YOUR INSTRUCTIONS =
Set down the data that follows again, exactly as written.

DATA SHOWN =

>>

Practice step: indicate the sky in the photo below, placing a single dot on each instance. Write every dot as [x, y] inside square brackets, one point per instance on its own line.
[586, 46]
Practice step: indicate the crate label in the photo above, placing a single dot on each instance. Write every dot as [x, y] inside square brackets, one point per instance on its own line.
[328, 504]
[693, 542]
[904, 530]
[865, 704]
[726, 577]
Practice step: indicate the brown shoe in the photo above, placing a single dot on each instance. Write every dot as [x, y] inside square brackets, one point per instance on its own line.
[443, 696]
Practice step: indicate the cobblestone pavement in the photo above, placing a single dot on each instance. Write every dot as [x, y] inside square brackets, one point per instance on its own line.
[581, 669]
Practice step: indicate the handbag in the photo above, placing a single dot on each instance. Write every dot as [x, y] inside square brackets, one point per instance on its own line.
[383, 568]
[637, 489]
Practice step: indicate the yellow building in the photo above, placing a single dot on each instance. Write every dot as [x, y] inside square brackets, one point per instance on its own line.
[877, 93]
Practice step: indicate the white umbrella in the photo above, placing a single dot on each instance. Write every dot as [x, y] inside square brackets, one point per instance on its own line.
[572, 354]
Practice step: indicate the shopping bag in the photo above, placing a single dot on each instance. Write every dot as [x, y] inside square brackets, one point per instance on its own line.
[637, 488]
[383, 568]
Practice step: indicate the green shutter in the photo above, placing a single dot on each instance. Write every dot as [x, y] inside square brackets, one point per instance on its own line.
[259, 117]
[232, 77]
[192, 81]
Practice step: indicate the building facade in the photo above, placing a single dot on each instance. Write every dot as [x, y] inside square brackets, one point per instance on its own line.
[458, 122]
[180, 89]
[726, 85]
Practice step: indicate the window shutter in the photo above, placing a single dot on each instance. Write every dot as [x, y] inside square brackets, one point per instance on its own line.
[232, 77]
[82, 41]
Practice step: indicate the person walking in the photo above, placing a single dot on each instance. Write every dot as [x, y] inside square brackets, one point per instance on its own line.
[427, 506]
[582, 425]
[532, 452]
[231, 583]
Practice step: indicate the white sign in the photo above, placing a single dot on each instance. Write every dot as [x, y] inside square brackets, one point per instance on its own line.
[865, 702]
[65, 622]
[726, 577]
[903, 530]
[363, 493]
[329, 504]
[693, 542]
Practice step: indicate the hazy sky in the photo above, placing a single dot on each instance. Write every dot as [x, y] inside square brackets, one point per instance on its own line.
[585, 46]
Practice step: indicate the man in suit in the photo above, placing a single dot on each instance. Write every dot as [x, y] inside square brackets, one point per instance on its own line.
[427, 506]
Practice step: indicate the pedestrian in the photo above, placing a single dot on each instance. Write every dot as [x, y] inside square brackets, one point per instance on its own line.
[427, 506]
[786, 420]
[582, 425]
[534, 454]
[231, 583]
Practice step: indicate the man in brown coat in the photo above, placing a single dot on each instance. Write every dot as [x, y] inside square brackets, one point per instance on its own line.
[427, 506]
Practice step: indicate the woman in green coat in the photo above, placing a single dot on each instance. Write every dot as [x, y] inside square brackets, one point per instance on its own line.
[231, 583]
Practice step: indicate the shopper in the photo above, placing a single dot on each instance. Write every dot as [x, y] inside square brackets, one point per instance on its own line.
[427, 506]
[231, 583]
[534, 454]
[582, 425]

<<

WRITTEN SOLUTION =
Practice step: indicate the sky in the photo below, placing a single dot on each instance. Write every dot as [x, y] inside square brackets, one point per instance on its own line.
[586, 46]
Practice step: indicate the crate label in the photo above, placing a single dot on each instance. Write every dot as [x, y] inside square brackets, one point per instance on its own line.
[328, 504]
[693, 542]
[904, 530]
[865, 704]
[726, 577]
Practice step: indicate the brown shoe in the photo above, placing a single dot on each instance. Write every dot as [x, y] inside square brackets, one point per instance on its own line.
[443, 696]
Practice step: indicate the cobblestone pavement in the photo above, placing a single dot on each instance. Write every dot as [x, y] inside square brackets, one point per instance on its own line.
[581, 669]
Practice step: indicate the handbag in the photo above, placing a single dot on each instance. Write every dot as [x, y] inside square brackets, one point per instance on its own line.
[383, 568]
[637, 489]
Practice step: indicate the yellow building in the photo above, placing a single dot on each instance. Write every dot as [x, y] inside square brackets, one point per instance on its own line.
[877, 93]
Practice step: indicate the white umbrella in the photo above, placing a single dot on each instance. Write every dot as [x, y] inside square brackets, one point per instance on its own line.
[572, 354]
Practice step: indicate the shopping bag in the photo above, placing a single dot on each instance. Write every dot as [x, y] inside square brackets, one point per instance on its own line.
[637, 488]
[383, 568]
Practice step: indicate the green shutter in the photo above, placing a single dot on each instance. Write every dot as [x, y] inside square brackets, one point per instance on its own line.
[259, 117]
[232, 77]
[192, 81]
Practice step: indicate the building facade in the photo above, placing a single dot on each instance. Write every dot as [x, y] inside square brackets, one point per instance on its own line.
[458, 122]
[180, 89]
[726, 85]
Practice step: indicate the window shutter in the photo above, placing a single dot on each instance. Write every dot as [x, y] inside square brackets, one point per instance on its own line.
[232, 77]
[82, 41]
Practice step: indicate the person walking in the photo above, placing a single dot on each instance. Write every dot as [x, y] inside square brackets, one point per instance on its own line.
[427, 506]
[582, 425]
[532, 452]
[231, 583]
Practice step: indicate the white sign in the photo above, placing a single dot on each instance. Write every dot as [x, y] inside square brackets, one point per instance on its own line.
[865, 702]
[65, 622]
[726, 577]
[903, 530]
[363, 493]
[329, 504]
[693, 542]
Practice step: indicate the hazy sky in the photo above, placing a single dot on each instance. Write every dot as [x, y] inside square brackets, one point per instance on its own line.
[585, 46]
Practice step: indicate the man in suit in the photo above, placing a single dot on each instance. Write every dot as [x, y] inside square brackets, one point per instance on its own line.
[427, 506]
Practice step: indicate the pedestrian in the photo above, placing a single dot on each instance. Write every dot as [x, y] inside square brackets, one point per instance on its own line.
[427, 506]
[786, 420]
[582, 425]
[534, 454]
[231, 583]
Practice step: indicate the man in brown coat in the photo above, placing a single dot on each instance. Write every dot as [x, y] inside square brackets, one point per instance on its own line.
[427, 506]
Practice step: indicate the woman in green coat in the photo above, placing a single dot on each instance. Write every dot as [x, y] inside square brackets, one point per instance on its own line.
[231, 583]
Practice step: indicate the shopper in the photo above, placing a single dot on each instance. Write every dot as [x, y] inside square brackets, one point per instance on its own line.
[427, 506]
[231, 583]
[534, 454]
[582, 425]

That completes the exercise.